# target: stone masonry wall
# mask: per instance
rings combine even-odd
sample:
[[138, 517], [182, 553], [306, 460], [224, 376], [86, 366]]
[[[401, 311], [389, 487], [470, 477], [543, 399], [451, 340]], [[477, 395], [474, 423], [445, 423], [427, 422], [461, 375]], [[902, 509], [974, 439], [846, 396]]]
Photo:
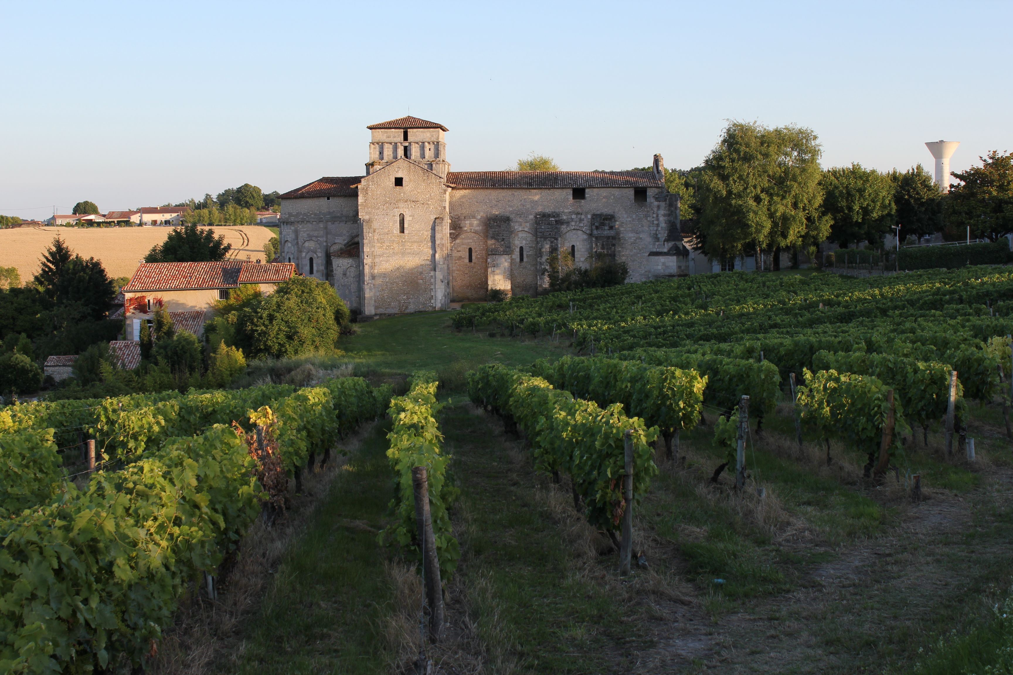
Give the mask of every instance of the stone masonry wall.
[[[578, 265], [588, 263], [595, 249], [592, 223], [610, 220], [603, 216], [612, 217], [615, 228], [610, 239], [606, 239], [609, 235], [604, 231], [598, 233], [600, 245], [614, 247], [616, 259], [629, 267], [628, 280], [651, 278], [647, 254], [664, 250], [669, 221], [667, 194], [661, 188], [649, 188], [647, 201], [637, 202], [629, 187], [589, 187], [585, 199], [573, 199], [569, 188], [458, 188], [451, 191], [450, 212], [461, 224], [462, 232], [478, 234], [484, 226], [489, 250], [500, 250], [504, 240], [502, 224], [509, 217], [513, 292], [534, 294], [547, 285], [545, 259], [552, 253], [572, 250]], [[501, 269], [498, 263], [496, 267]]]
[[[395, 184], [395, 178], [403, 181]], [[446, 309], [450, 301], [448, 188], [437, 174], [400, 160], [363, 179], [363, 312]], [[404, 232], [400, 232], [400, 216]]]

┄┄┄┄┄┄┄┄┄┄┄┄┄┄┄┄┄┄┄┄

* Required task
Recast every line above as a Markdown table with two columns, Row and Entry, numbering each line and skipping blank ones. Leave the pictures out of the answer.

* Solution for this task
| Row | Entry |
|---|---|
| 1 | # target: stone masonry wall |
| 2 | # mask: per instance |
| 3 | rings combine even-odd |
| 4 | sample: |
| 5 | [[138, 517], [182, 553], [306, 460], [224, 376], [86, 366]] |
| 6 | [[[401, 311], [389, 487], [470, 477], [543, 399], [451, 340]], [[477, 395], [474, 423], [445, 423], [427, 422], [461, 375]], [[902, 509], [974, 439], [846, 396]]] |
| 7 | Photo: |
| 8 | Give the mask of every instance of the stone masonry wall. |
| 9 | [[[578, 265], [588, 263], [595, 249], [592, 223], [610, 220], [603, 216], [612, 217], [615, 228], [610, 239], [606, 239], [609, 235], [604, 231], [598, 233], [600, 245], [614, 247], [616, 259], [629, 267], [628, 280], [651, 278], [647, 254], [664, 250], [669, 221], [667, 194], [661, 188], [649, 188], [647, 201], [637, 202], [629, 187], [589, 187], [585, 199], [573, 199], [569, 188], [458, 188], [451, 191], [450, 212], [461, 224], [462, 232], [478, 234], [484, 226], [489, 250], [500, 250], [504, 240], [502, 224], [509, 217], [513, 292], [534, 294], [547, 285], [545, 259], [552, 253], [572, 250]], [[501, 269], [498, 263], [496, 267]]] |
| 10 | [[[395, 184], [395, 178], [403, 181]], [[446, 309], [450, 301], [448, 188], [437, 174], [400, 160], [363, 179], [363, 312]], [[404, 232], [400, 232], [400, 216]]] |